» WORK REQUEST: Your task is to write out all of the records once more, exactly.

» DATA UNDER STUDY:
---------------

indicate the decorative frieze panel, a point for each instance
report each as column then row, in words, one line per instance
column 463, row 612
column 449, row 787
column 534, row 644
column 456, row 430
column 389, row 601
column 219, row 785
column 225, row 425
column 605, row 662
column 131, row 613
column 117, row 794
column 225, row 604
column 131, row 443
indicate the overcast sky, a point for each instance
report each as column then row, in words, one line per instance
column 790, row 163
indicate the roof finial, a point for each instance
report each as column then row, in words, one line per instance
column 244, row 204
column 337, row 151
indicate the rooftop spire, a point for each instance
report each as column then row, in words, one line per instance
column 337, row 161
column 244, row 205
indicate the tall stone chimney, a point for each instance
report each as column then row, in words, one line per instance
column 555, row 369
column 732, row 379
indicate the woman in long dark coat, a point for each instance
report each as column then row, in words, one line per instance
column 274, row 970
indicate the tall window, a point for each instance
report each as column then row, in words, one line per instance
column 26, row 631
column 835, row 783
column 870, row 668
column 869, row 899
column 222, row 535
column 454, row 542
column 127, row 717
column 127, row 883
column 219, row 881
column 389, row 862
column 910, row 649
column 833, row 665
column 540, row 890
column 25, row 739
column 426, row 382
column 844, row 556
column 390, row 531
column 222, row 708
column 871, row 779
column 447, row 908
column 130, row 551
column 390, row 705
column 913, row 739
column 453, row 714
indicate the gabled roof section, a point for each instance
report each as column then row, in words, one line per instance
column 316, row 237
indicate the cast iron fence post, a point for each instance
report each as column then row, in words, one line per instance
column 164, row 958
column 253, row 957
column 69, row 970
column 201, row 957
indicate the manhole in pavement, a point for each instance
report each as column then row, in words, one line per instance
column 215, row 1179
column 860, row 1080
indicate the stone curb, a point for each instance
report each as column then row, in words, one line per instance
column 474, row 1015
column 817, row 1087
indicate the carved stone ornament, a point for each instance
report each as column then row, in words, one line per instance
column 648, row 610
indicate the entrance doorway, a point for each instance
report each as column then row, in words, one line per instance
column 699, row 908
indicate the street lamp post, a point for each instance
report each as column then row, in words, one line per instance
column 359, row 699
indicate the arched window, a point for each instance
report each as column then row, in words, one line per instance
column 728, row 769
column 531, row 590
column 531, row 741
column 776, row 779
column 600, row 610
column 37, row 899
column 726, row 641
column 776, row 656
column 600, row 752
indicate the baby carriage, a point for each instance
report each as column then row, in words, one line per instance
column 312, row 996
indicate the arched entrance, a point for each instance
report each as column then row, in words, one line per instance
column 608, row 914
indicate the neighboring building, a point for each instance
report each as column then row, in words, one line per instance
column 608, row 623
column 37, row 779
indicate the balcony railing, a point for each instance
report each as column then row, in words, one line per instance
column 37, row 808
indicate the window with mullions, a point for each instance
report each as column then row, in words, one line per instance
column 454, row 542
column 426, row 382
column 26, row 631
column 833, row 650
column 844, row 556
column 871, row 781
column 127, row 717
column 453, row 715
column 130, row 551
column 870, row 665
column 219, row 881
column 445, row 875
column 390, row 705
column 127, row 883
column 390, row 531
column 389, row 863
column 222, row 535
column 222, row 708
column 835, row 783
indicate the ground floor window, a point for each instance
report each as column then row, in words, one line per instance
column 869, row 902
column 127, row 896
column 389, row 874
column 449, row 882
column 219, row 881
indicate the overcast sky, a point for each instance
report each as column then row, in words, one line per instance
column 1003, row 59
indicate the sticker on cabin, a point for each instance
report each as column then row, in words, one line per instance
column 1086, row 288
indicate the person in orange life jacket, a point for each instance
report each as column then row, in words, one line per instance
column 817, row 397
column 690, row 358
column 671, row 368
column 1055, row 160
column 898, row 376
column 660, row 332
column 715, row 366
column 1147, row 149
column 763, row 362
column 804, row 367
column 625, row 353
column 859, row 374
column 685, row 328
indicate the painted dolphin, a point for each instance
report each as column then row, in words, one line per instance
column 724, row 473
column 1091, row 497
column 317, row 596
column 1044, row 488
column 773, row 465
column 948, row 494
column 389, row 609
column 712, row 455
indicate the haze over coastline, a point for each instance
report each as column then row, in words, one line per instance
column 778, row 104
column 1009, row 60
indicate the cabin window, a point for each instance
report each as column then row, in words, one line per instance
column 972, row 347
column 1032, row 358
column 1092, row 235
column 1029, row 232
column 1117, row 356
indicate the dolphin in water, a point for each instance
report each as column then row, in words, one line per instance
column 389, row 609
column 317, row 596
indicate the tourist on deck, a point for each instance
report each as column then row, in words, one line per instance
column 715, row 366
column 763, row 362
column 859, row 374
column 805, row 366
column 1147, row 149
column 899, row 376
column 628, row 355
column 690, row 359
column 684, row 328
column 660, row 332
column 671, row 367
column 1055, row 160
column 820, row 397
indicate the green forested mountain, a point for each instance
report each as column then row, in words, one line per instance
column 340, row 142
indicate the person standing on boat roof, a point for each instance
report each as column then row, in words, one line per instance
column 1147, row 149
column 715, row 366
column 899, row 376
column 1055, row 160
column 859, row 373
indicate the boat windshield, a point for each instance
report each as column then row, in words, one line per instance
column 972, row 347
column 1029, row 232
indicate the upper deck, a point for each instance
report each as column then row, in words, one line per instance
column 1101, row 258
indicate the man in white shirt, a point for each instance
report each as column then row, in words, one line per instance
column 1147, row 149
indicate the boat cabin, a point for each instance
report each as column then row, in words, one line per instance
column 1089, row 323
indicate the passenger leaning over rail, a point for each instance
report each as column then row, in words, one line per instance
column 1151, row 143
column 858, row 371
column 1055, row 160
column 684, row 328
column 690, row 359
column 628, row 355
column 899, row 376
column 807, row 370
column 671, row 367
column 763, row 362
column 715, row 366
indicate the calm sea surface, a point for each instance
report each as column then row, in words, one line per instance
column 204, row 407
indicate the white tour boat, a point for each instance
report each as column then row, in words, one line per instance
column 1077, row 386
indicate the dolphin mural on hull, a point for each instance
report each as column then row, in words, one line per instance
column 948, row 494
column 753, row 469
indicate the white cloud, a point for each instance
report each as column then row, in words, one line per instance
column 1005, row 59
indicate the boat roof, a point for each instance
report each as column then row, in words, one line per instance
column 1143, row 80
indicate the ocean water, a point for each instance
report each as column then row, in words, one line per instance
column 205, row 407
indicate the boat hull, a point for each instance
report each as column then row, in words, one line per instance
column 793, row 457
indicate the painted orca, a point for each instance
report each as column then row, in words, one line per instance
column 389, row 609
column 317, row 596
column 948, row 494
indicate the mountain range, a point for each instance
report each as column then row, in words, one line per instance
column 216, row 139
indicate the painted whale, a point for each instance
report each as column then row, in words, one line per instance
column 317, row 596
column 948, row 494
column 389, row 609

---------------

» EXPECTED ANSWER:
indicate the decorative frieze panel, a point for each instance
report each as column then row, in words, one line per instance
column 463, row 612
column 449, row 787
column 534, row 644
column 456, row 430
column 389, row 601
column 219, row 785
column 225, row 425
column 605, row 662
column 131, row 613
column 117, row 794
column 225, row 604
column 131, row 443
indicate the overcast sky, a point for each instance
report each as column then row, in words, one line per instance
column 790, row 163
indicate the roof finial, a point for each instance
report each as column then row, in words, one line per instance
column 244, row 204
column 337, row 151
indicate the rooftop spire, a point for each instance
report each as column then row, in words, one line per instance
column 337, row 161
column 244, row 205
indicate the tall stone chimney, a point for each instance
report each as column then row, in words, one line per instance
column 555, row 369
column 732, row 379
indicate the woman in long dark coat, a point for each instance
report each as column then row, in words, one line per instance
column 274, row 970
indicate the tall window, a point for each instance
report each as column then row, in words, one line per instance
column 26, row 631
column 835, row 783
column 870, row 668
column 869, row 899
column 222, row 535
column 454, row 542
column 127, row 717
column 127, row 883
column 219, row 881
column 389, row 862
column 910, row 649
column 833, row 665
column 540, row 890
column 25, row 739
column 426, row 382
column 844, row 556
column 390, row 531
column 222, row 708
column 871, row 779
column 447, row 908
column 130, row 551
column 390, row 705
column 913, row 739
column 453, row 714
indicate the gabled roof section, a point for each instance
report each as column then row, in words, one line per instance
column 316, row 237
indicate the cast iron fence post, a point for each instance
report each as column then row, in words, one line per instance
column 164, row 958
column 253, row 957
column 69, row 970
column 201, row 957
indicate the manhole in pavement, a point for each instance
report each as column then row, in words, one line per instance
column 215, row 1179
column 860, row 1080
indicate the stone curb, a point for each instance
report each as column then row, in words, one line per instance
column 474, row 1015
column 817, row 1087
indicate the carved stone ornament, a point for each instance
report each as column then row, in words, one line per instance
column 648, row 610
indicate the entrance doorway, a point for each instance
report each as column then row, in words, one line per instance
column 699, row 908
indicate the street lamp post, a point for each instance
report each as column then row, in words, one line per instance
column 359, row 699
indicate the arched window, a point for each instance
report each as column then row, in words, one line per instance
column 728, row 769
column 531, row 590
column 531, row 741
column 776, row 779
column 600, row 610
column 37, row 899
column 726, row 641
column 776, row 656
column 600, row 752
indicate the baby carriage, a point for each instance
report each as column then row, in words, one line per instance
column 312, row 996
indicate the arched entrance, a point for each instance
report each as column then row, in words, one line per instance
column 608, row 914
indicate the neighboring building, a point for each instance
report each as column then row, in words, one line per instance
column 608, row 623
column 37, row 779
indicate the balcony railing, a point for each instance
report each as column then row, in words, one line per instance
column 37, row 808
indicate the window with mullions, a point for each instance
report each as column then row, in words, one line per instance
column 454, row 542
column 426, row 382
column 26, row 631
column 833, row 650
column 844, row 556
column 871, row 781
column 127, row 717
column 453, row 715
column 130, row 551
column 870, row 665
column 219, row 881
column 445, row 875
column 390, row 705
column 127, row 883
column 390, row 531
column 389, row 863
column 222, row 535
column 222, row 708
column 835, row 783
indicate the ground floor window, a point for each instance
report each as column then row, in words, one line per instance
column 869, row 902
column 127, row 896
column 389, row 874
column 449, row 882
column 219, row 881
indicate the overcast sky, a point for each instance
report each as column then row, in words, one line per instance
column 1003, row 59
indicate the sticker on cabin, a point for each instance
report each as column then row, in words, one line per instance
column 1086, row 288
indicate the person in orange life jacket, a point for each instance
report each as column then row, in words, one line per instance
column 817, row 397
column 690, row 358
column 671, row 368
column 1055, row 160
column 898, row 376
column 660, row 332
column 715, row 366
column 1147, row 149
column 763, row 362
column 804, row 367
column 625, row 353
column 859, row 374
column 685, row 328
indicate the painted dolphin, a point for each instance
report each as column then row, in words, one line per instance
column 724, row 473
column 1091, row 497
column 317, row 596
column 1044, row 488
column 773, row 465
column 948, row 494
column 389, row 609
column 712, row 455
indicate the haze over coastline, a point for each instance
report each as column then row, in words, one line per instance
column 778, row 104
column 1009, row 60
indicate the cabin window, a point for each instance
report each as column then row, in words, one line per instance
column 972, row 347
column 1032, row 358
column 1092, row 235
column 1029, row 232
column 1117, row 356
indicate the dolphin in water, a point for each instance
report each as column then row, in words, one line per instance
column 389, row 609
column 317, row 596
indicate the tourist on deck, a point for each instance
report each as column then row, in words, one line per instance
column 715, row 366
column 763, row 362
column 859, row 374
column 805, row 366
column 1147, row 149
column 899, row 376
column 628, row 355
column 690, row 359
column 684, row 328
column 660, row 332
column 671, row 367
column 1055, row 160
column 820, row 397
indicate the green forested mountain, a point for each instance
report each as column then row, in words, one line per instance
column 340, row 142
indicate the person standing on boat roof, a point for each instance
report each as column then row, in words, one line per instance
column 1147, row 149
column 715, row 366
column 899, row 376
column 1055, row 160
column 859, row 373
indicate the boat windshield, a point for each instance
report each as column then row, in words, one line per instance
column 972, row 347
column 1029, row 232
indicate the upper deck, a point for each instance
report each as column then row, in words, one line per instance
column 1101, row 258
indicate the man in white shirt, a point for each instance
report each as column then row, in words, one line per instance
column 1147, row 149
indicate the boat cabin, a point for each instance
report each as column then row, in words, one line per instance
column 1089, row 323
indicate the passenger leaning over rail, a point for each instance
report each as column then row, in words, one line per instance
column 1151, row 143
column 858, row 371
column 1055, row 160
column 684, row 328
column 690, row 359
column 628, row 355
column 899, row 376
column 807, row 370
column 671, row 367
column 763, row 362
column 715, row 366
indicate the calm sea surface, a point for each instance
report each as column then row, in words, one line per instance
column 204, row 407
indicate the white tour boat, a point for each instance
report each as column then row, in words, one line per instance
column 1077, row 386
indicate the dolphin mural on hull, a point for each instance
report each as column then row, in words, one line per instance
column 948, row 494
column 753, row 469
indicate the white cloud, a point for each instance
report each as column then row, in words, one line per instance
column 1005, row 59
indicate the boat roof, a point for each instance
report each as column then row, in words, one line per instance
column 1143, row 80
indicate the ocean water, a point for each instance
report each as column then row, in words, one line per instance
column 205, row 407
indicate the boat hull, a point for each instance
report each as column then row, in words, one line per instance
column 793, row 457
indicate the painted orca, a point for each instance
report each as column then row, in words, one line per instance
column 389, row 609
column 317, row 596
column 948, row 494
indicate the mountain range, a point for each instance
report each as column then row, in words, one line per instance
column 216, row 139
indicate the painted whale, a point for each instance
report each as column then row, in words, one line per instance
column 317, row 596
column 948, row 494
column 389, row 609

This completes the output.